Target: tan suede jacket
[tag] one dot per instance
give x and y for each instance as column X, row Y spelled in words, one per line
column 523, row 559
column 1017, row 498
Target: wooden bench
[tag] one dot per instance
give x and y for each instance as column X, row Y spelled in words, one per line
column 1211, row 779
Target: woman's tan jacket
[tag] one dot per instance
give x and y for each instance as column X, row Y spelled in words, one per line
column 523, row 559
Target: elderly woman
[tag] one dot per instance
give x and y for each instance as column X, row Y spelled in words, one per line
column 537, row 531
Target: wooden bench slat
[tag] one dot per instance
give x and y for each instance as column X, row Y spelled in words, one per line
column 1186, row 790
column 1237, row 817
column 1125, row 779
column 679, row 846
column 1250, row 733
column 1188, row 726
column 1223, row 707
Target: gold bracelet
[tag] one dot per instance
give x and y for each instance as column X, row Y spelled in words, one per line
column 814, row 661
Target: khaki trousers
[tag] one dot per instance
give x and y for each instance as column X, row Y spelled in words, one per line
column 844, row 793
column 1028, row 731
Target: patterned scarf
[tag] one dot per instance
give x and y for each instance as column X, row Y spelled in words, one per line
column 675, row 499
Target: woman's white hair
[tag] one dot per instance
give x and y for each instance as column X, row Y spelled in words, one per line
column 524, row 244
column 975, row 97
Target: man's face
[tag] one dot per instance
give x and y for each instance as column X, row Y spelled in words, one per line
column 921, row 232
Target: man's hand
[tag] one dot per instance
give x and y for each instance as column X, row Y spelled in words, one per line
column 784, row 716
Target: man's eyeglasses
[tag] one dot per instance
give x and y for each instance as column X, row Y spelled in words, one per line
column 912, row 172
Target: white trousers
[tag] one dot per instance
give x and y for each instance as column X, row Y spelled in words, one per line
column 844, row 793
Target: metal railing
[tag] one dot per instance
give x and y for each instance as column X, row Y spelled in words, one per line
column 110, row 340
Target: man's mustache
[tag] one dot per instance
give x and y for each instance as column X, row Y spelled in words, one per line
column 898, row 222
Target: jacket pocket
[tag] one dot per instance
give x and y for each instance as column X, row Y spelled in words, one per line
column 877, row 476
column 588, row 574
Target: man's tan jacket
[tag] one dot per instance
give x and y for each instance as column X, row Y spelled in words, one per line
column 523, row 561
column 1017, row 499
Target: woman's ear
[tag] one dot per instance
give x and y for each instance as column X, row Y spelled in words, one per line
***
■ OBJECTIVE ■
Please recast the lines above as a Markdown table with the columns "Row" and "Line", numbering each row and leaving out blank lines.

■ TASK SOLUTION ■
| Row | Line |
|---|---|
| 1 | Target: tan suede jacket |
| 2 | [tag] one dot per instance |
| 3 | give x and y for each instance as column X, row Y spelled in words, one per line |
| 4 | column 523, row 559 |
| 5 | column 1017, row 498 |
| 6 | Target: wooden bench |
| 7 | [tag] one dot per instance |
| 8 | give x and y for each instance as column X, row Y spelled in words, one per line |
| 9 | column 1211, row 779 |
| 10 | Target: woman's tan jacket |
| 11 | [tag] one dot per instance |
| 12 | give x and y for each instance as column X, row Y spelled in words, one per line |
| 13 | column 523, row 559 |
| 14 | Target: elderly woman |
| 15 | [tag] one dot per instance |
| 16 | give x and y for each instance as column X, row Y spelled in words, one per line |
| 17 | column 537, row 531 |
| 18 | Target: wooden bench slat |
| 19 | [tag] one dot per instance |
| 20 | give x and y for each instance as column X, row Y spelled in words, one per line |
| 21 | column 1186, row 790 |
| 22 | column 1237, row 817 |
| 23 | column 1125, row 779 |
| 24 | column 679, row 846 |
| 25 | column 1250, row 733 |
| 26 | column 1188, row 726 |
| 27 | column 1223, row 707 |
| 28 | Target: gold bracelet |
| 29 | [tag] one dot per instance |
| 30 | give x and y for each instance as column X, row Y spelled in words, one per line |
| 31 | column 814, row 661 |
| 32 | Target: khaki trousers |
| 33 | [tag] one dot per instance |
| 34 | give x and y for each instance as column X, row Y spelled in words, one per line |
| 35 | column 844, row 793 |
| 36 | column 1028, row 731 |
| 37 | Target: patterned scarf |
| 38 | [tag] one dot per instance |
| 39 | give x and y for each instance as column X, row Y spelled in words, one per line |
| 40 | column 675, row 499 |
| 41 | Target: woman's white hair |
| 42 | [tag] one dot per instance |
| 43 | give x and y for each instance as column X, row Y spelled in words, one per line |
| 44 | column 524, row 244 |
| 45 | column 975, row 97 |
| 46 | Target: man's face |
| 47 | [tag] one dot per instance |
| 48 | give x and y for each instance as column X, row Y spelled in words, one per line |
| 49 | column 921, row 232 |
| 50 | Target: man's hand |
| 51 | [tag] one dot per instance |
| 52 | give x and y for each instance as column X, row Y spelled in words, one per line |
| 53 | column 784, row 716 |
| 54 | Target: man's eyeglasses |
| 55 | [tag] one dot per instance |
| 56 | give x and y for each instance as column X, row Y spelled in words, one per line |
| 57 | column 912, row 172 |
| 58 | Target: white trousers |
| 59 | [tag] one dot per instance |
| 60 | give x and y for each instance as column X, row Y spelled in words, one per line |
| 61 | column 844, row 793 |
| 62 | Target: metal railing |
| 63 | [tag] one dot per instance |
| 64 | give x and y for each instance as column X, row Y spelled in words, one per line |
| 65 | column 110, row 340 |
| 66 | Target: man's mustache |
| 67 | [tag] one dot per instance |
| 68 | give x and y for each instance as column X, row Y spelled in words, one per line |
| 69 | column 898, row 222 |
| 70 | Target: jacket pocket |
| 71 | [tag] one dot per instance |
| 72 | give x and y for each instance as column X, row Y spelled in words, one per line |
| 73 | column 877, row 476 |
| 74 | column 588, row 574 |
| 75 | Target: man's tan jacket |
| 76 | [tag] one dot per instance |
| 77 | give x and y for each instance as column X, row Y spelled in words, one per line |
| 78 | column 523, row 561 |
| 79 | column 1017, row 499 |
| 80 | Target: woman's ear |
| 81 | [tag] one dot per instance |
| 82 | give x and y for each instance as column X, row Y spelled in words, one per line |